#### [Objectives]
1: Please translate this sentence from the post on dictionary types into Spanish: "Should keys be case-sensitive or case-insensitive?"
2: Print the part of the post on dictionary types between "Do you know" and "for this function?", inclusive.

#### [Document excerpt]
Thursday, March 20, 2014

Better dictionary types

Say you need to call a function like:

int DoSomething(Dictionary<string, string> data)

Do you know what kind of data you should feed to that function? Evidently, the keys and values of the dictionary are strings, but what should the comparer for the keys be? Should keys be case-sensitive or case-insensitive? Does it even matter for this function?

For example, if DoSomething was processing HTTP headers, it would need to receive a case-insensitive dictionary, as HTTP header names are case-insensitive. Yet the type doesn’t enforce it, it doesn’t even give us a hint.

How do other typed languages deal with this? Let’s take a look at Haskell first.

Haskell’s Data.Map requires the key type to have an instance for the Ord typeclass. Since you can’t have more than one typeclass instance per type, there is no possible ambiguity about how keys are compared. This property of having at most one instance per typeclass per type is called “coherence” and it’s a good property to have in a typeclass system as it keeps things simple, both for the programmer and the compiler. If you wanted a case-insensitive Map, you’d use Data.CaseInsensitive and your concrete Map type would reflect its case-insensitive behavior, e.g.

import qualified Data.Map as M
import qualified Data.CaseInsensitive as CI ( mk )

main = do
  let m = M.fromList [(CI.mk "one", 1)]
  print $ M.lookup (CI.mk "One") m

Here the type of m is Map (CI String) Integer. You can’t confuse it with the case-sensitive Map String Integer because the compiler simply won’t let you. They’re different types!

.NET doesn’t have typeclasses but we could achieve something similar in this case if we could redesign System.Collections.Generic.Dictionary and remove the constructors that admit an instance of IEqualityComparer<TKey> . That means it would always use the default comparer for the key type. And if we wanted a case-insensitive dictionary, we’d just wrap our string keys in a type implementing case-insensitive equality, e.g.:

sealed class CaseInsensitiveString {
    public readonly string Value;

    public CaseInsensitiveString(string value) {
        Value = value;
    }

    public override bool Equals(object obj) {
        if (ReferenceEquals(null, obj)) return false;
        if (ReferenceEquals(this, obj)) return true;
        if (obj.GetType() != GetType()) return false;
        return StringComparer.InvariantCultureIgnoreCase.Equals(Value, ((CaseInsensitiveString)obj).Value);
    }

    public override int GetHashCode() {
        return (Value != null ? StringComparer.InvariantCultureIgnoreCase.GetHashCode(Value) : 0);
    }

    public override string ToString() {
        return Value;
    }

    public static implicit operator CaseInsensitiveString (string a) {
        return new CaseInsensitiveString(a);
    }
}

var data = new Dictionary<CaseInsensitiveString, string> {
    {"one", "1"},
};

Console.WriteLine(data["One"]);

But since Dictionary has constructors that allow overriding the equality comparer, this is not enough. In other words, the type Dictionary<CaseInsensitiveString, string> does not guarantee that the dictionary is case-insensitive. We can easily work around this by creating a new type that limits Dictionary’s constructors:

sealed class Dictionary2<TKey, TValue>: Dictionary<TKey, TValue> {
    public Dictionary2() {}
    public Dictionary2(int capacity) : base(capacity) {}
    public Dictionary2(IDictionary<TKey, TValue> dictionary) : base(dictionary) {}
}

And now we can guarantee that a Dictionary2<CaseInsensitiveString, string> will do key equality as defined by CaseInsensitiveString and thus it will be case-insensitive.

#### [Records provided]

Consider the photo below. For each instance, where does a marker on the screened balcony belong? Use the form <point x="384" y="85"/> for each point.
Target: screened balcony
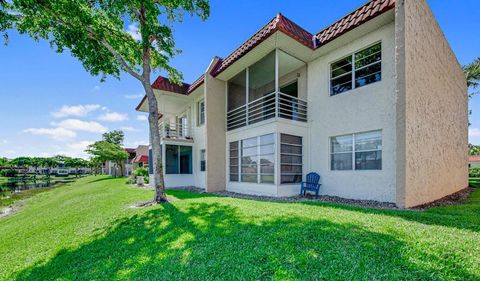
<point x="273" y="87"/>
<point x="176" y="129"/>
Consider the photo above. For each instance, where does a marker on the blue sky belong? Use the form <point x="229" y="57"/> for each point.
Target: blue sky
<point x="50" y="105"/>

* * *

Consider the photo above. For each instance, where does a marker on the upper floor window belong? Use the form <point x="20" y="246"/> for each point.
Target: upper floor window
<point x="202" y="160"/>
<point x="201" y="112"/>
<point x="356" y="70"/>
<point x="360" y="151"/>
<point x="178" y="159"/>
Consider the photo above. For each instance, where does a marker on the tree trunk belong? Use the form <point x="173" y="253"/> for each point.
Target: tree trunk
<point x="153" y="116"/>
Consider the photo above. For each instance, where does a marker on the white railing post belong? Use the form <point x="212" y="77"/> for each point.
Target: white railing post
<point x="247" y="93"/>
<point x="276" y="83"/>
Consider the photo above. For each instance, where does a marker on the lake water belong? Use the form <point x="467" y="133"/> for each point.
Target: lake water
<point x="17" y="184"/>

...

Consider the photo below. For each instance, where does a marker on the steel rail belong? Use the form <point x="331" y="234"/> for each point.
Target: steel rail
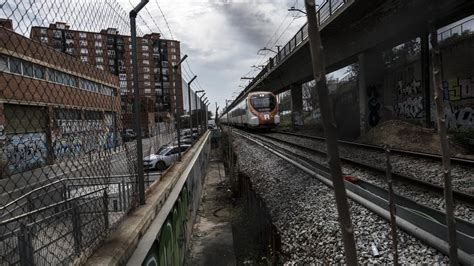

#### [Exercise responses]
1: ¿Las claves deben distinguir entre mayúsculas y minúsculas, o no?

2:
Do you know what kind of data you should feed to that function? Evidently, the keys and values of the dictionary are strings, but what should the comparer for the keys be? Should keys be case-sensitive or case-insensitive? Does it even matter for this function?